» Directions: In the episode notes, translate this sentence into Spanish: "For awhile Cooper was glossing over the clear issues, and instead buying presents and taking her on dates."

» Reading text:
First, definitely trashy affair/D porn.

Second, interestingly the kids' gender & ages are identical to mine during my sitch. At one point Sasha tells Cooper that Billie is going through a post-partum MLC "thing". I haven't thought of that angle recently, but definitely thought a lot early on about whether post-partum played a factor, along with weaning breastfeeding and pausing ADs, as W was also nasty to D1 for awhile and there were a lot of drug and hormone changes in the 6 months before BD.

Episode 1
  • The butterfly allusion was not at all subtle. Billie says "She can’t breath in there. She’ll die if you don’t let her go."
  • Cooper says “Where’s my beautiful girl?” referring to the daughter not the wife, who was looking for love and validation and clearly disappointed, even if he was being a great dad.
  • Billie mentions having already done 73 of the Karma Sutra positions before marriage. There's a discussion on some of the online resources about how a higher "body count" makes it more likely to end in affairs or divorce because of the experiences you're missing and a higher chance you've encountered a "the one who got away"
  • Billie mentions the "stability and sanity" Cooper offered – my ExW said “stability” was one of the reasons she married for me
  • In the flashback Brad did a good job with seduction by leaning in for the kiss but then kind of psyching Billie out by not kissing her and instead saying “I want to show you something”...building the sexual tension.


Episode 2
  • For awhile Cooper was glossing over the clear issues, and instead buying presents and taking her on dates. It's discussed on here a lot if there's an affair going on the extra attention from both parties is a morale booster for the WS.
  • Billie says “this is what a sweetheart does when he reads your journal. He doesn’t get mad; he gets busy. Trying to give you what you want, what your impossibly sexy ex-boyfriend gave you ten years ago.” She's enjoying the cake eating.
  • The snooping definitely impacted Cooper's attitude and bitterness towards Billie and made him waiver on R at times. No way to say whether it would've changed the end result though.


Episode 3
  • There were times Billie reached out but Cooper pushed back out of bitterness. She wanted to have sex with him in the shower but he responds with “The service lights on in the jag still. When are you going to get that fixed?”, which clearly upsets her
  • Brad's issues (no relationship) with dad and his mom’s new husband / stepfather had big impacts on his relationship.

» Stored records:
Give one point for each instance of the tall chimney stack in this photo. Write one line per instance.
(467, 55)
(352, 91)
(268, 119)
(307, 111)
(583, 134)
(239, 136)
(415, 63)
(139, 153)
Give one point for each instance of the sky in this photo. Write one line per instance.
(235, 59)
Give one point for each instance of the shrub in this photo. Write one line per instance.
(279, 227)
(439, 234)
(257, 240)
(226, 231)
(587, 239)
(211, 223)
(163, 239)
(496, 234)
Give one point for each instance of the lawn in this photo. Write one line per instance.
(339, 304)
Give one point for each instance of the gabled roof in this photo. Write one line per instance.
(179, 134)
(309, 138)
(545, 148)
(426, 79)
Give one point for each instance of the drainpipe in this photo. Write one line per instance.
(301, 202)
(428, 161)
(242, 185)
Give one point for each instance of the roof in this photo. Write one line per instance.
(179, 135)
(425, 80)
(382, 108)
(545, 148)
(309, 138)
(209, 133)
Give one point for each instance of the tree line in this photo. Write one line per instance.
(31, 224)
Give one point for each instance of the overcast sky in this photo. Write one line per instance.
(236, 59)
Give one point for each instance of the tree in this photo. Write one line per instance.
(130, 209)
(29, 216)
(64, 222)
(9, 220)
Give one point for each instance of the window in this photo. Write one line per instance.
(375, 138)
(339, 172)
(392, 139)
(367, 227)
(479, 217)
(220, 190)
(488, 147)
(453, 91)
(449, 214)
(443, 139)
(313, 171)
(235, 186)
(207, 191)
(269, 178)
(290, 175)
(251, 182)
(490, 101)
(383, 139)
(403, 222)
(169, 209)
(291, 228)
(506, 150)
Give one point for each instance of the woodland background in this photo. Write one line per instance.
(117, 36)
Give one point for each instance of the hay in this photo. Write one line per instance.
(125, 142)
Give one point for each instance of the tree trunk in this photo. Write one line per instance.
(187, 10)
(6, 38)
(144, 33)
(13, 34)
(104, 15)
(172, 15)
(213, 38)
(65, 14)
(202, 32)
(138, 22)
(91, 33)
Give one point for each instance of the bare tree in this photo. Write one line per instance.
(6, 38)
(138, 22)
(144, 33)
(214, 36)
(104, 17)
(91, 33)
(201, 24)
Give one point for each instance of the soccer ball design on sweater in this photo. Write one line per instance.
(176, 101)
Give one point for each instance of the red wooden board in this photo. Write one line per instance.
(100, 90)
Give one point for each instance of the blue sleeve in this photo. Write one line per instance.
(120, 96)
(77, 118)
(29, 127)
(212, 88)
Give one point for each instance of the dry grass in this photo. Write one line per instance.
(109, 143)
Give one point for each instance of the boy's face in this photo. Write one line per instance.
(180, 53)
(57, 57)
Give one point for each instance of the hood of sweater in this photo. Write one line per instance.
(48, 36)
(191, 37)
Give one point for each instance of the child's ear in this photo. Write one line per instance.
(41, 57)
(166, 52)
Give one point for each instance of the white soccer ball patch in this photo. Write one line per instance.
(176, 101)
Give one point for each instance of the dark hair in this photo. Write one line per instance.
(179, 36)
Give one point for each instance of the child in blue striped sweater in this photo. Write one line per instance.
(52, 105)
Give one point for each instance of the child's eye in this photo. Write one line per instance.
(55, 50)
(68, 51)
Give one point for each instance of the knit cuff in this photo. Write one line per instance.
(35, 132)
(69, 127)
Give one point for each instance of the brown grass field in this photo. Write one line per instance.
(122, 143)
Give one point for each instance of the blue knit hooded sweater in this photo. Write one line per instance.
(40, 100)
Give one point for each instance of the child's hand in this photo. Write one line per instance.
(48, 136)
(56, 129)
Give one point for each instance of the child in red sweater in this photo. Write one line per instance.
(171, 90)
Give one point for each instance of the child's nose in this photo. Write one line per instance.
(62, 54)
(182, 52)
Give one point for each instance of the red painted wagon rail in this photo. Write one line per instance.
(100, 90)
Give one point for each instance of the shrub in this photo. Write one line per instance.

--

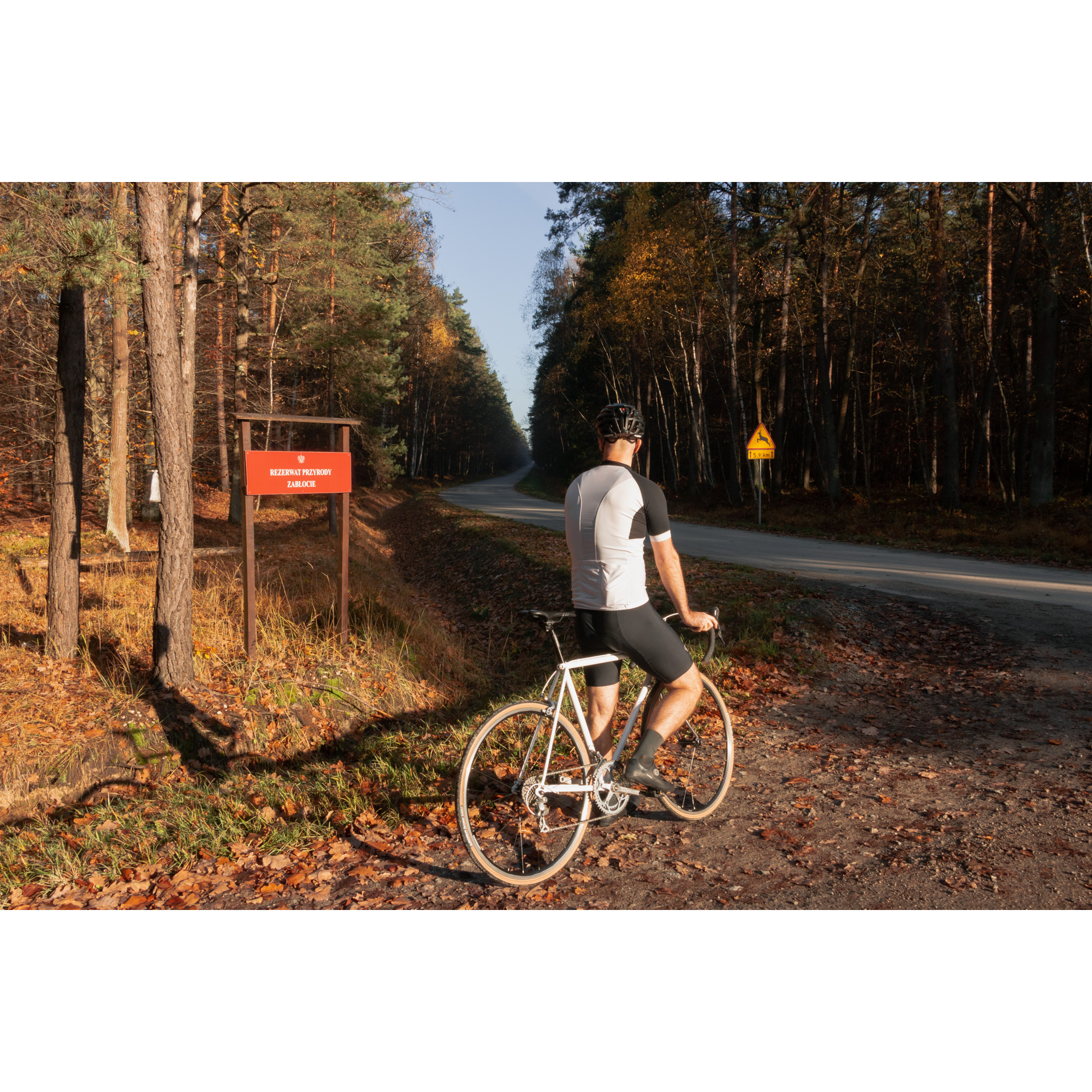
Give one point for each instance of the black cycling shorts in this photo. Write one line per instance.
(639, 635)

» Expected answer: Durante un tiempo, Cooper estuvo pasando por alto los problemas evidentes y, en su lugar, comprándole regalos y llevándola a citas.